[DATASET EXTRACT Boundary: Start]

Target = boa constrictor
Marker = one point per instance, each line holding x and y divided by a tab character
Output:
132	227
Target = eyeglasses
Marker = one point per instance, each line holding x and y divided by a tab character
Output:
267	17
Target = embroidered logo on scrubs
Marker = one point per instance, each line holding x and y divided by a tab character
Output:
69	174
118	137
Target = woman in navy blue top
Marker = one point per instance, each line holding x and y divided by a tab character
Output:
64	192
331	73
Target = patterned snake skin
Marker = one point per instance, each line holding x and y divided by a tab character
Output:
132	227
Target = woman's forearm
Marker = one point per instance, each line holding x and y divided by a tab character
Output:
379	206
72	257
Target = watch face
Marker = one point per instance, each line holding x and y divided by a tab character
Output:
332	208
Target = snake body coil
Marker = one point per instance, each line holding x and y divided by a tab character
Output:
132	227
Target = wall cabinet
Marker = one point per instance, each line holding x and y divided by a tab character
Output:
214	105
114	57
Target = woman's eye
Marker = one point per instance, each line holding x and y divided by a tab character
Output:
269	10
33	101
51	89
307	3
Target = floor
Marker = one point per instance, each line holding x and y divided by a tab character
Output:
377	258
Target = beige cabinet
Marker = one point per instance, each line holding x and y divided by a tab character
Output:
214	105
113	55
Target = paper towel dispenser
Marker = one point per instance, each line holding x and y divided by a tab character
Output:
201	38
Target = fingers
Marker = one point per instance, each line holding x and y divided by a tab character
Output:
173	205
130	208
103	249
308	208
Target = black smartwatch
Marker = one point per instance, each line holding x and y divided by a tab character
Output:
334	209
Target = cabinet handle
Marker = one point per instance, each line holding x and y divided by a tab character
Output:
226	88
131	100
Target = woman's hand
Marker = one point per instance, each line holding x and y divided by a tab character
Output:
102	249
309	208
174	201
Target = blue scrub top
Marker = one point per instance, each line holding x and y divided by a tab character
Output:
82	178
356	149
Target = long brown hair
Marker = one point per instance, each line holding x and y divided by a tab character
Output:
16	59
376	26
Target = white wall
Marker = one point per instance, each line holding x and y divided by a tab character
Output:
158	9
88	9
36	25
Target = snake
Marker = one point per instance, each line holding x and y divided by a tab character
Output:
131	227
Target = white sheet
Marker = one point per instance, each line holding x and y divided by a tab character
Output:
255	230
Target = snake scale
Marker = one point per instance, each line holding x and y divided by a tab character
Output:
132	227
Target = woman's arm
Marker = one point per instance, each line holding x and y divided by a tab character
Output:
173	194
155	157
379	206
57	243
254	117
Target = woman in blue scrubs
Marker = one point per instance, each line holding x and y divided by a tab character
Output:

[DATASET EXTRACT Boundary: End]

ACTIVITY:
Output every entry again, exactly as given.

RESPONSE TO THE TASK:
Target = boa constrictor
Marker = one point per instance, each line holding x and y divided by a tab character
Output:
132	227
Target = eyeglasses
Marker = one point per instance, each line holding x and y divided by a tab character
Output:
267	17
Target = embroidered logo on scrubs
Marker = one point per instance, each line holding x and y divided by a tab character
Output:
69	174
118	137
Target = woman in navy blue top
Marker = one point per instance, each line holding x and y divided by a tab character
Output:
64	192
331	73
Target = patterned snake skin
Marker = one point per instance, each line holding x and y divided by a tab character
Output:
132	227
Target = woman's forearm
Marker = one point per instance, each line holding x and y divided by a tab character
Output:
379	206
72	257
Target = watch face
Marker = one point per instance, each line holding x and y divided by a tab character
Output:
332	208
Target = snake body coil
Marker = one point per instance, each line holding x and y divided by a tab character
Output:
132	227
Target = wall cabinet
Marker = one point per instance, each line holding x and y divided by a tab character
Output:
214	105
114	57
Target = woman's eye
Marker = one point per instance, each line holding x and y divided by a tab character
Output:
269	10
33	101
51	89
307	3
Target = floor
Marker = one point per instance, each line holding x and y divided by a tab character
Output:
377	258
Target = beige cabinet
Marker = one point per instance, each line holding x and y divided by a tab character
Output:
214	105
113	55
Target = paper towel dispenser
Marker = one point per instance, each line holding x and y divided by a tab character
Output:
201	38
Target = fingers
Marker = one point per instance, each line holding x and y divided by a tab character
Output:
173	205
130	208
103	249
308	208
Target = black smartwatch
Marker = one point per instance, each line holding x and y divided by a tab character
Output:
334	209
Target = cabinet handle
Marker = one point per instance, each line holding x and y divided by a tab character
Output:
226	88
131	100
Target = woman's hand
Marker = one point per instance, each line holding x and y divided by a tab character
Output:
102	249
309	208
174	201
Target = blue scrub top
Marker = one point per instance, each line holding x and y divided by a tab character
Output:
82	178
356	149
Target = long brown hair
Marker = one point per instance, each line holding x and y divided by a tab character
Output:
16	59
376	26
Target = white wall
Marker = one point per instance, each line holding x and y divided by a tab character
Output:
158	9
88	9
36	25
Target = snake
Marker = one point per instance, each line holding x and y divided by a tab character
Output:
131	227
Target = white sheet
Marker = one point per instance, each line holding x and y divided by a tab character
Output:
255	230
Target = snake scale
Marker = one point per instance, each line holding x and y divided by a tab character
Output:
132	227
Target = woman's arm
Marker = one point per instance, each line holding x and y divided by a tab character
Output:
173	194
155	157
379	206
57	243
254	117
Target = woman in blue scrubs
Marker = one point per instance, each line holding x and y divided by a tab character
Output:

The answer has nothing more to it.